__Auszug__:
╔══

# geräucherter Hecht



## Toni_1962 (22. November 2007)

*Mein Räucherrezept für meinen **Hecht** im Raubfischthread* (  http://www.anglerboard.de/board/showpost.php?p=1837767&postcount=2416) * war:*

70 Gramm Salz auf 1 Liter Wasser

und dann nach Bauchgefühl dazugeben:

Wacholder
Thymian
Lorbeer
Zitronenpfeffer (!)

dies als Sud aufkochen lassen und abkühlen;

den Hecht habe ich vorher NICHT getrocknet (nur im Kühlschrank liegen gehabt, bis Sud aufgekocht und wieder abgekühlt)

den Hecht 12 Std. in den kalten (!) Sud legen, so dass er damit ganz (!) bedeckt ist

dannach nur 2 Std trocknen lassen auf einem Küchentuch (dazwischen wenden!)

╚══

__Material__:
╔══

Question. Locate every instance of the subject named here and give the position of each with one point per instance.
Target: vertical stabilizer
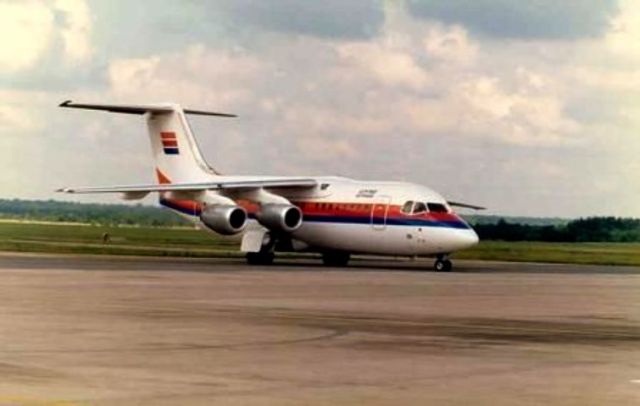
(175, 150)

╚══

__Bitte bearbeiten__:
[A] Wie viele Stunden soll der Hecht laut dem Auszug im kalten Sud liegen?
[B] Schreibe aus dem Auszug den Abschnitt ab, der mit den Worten „und dann nach“ anfängt und mit „und wieder abgekühlt)“ aufhört.

__Lösungen__:
[A] Der Hecht soll 12 Stunden im kalten Sud liegen.

[B]
und dann nach Bauchgefühl dazugeben:

Wacholder
Thymian
Lorbeer
Zitronenpfeffer (!)

dies als Sud aufkochen lassen und abkühlen;

den Hecht habe ich vorher NICHT getrocknet (nur im Kühlschrank liegen gehabt, bis Sud aufgekocht und wieder abgekühlt)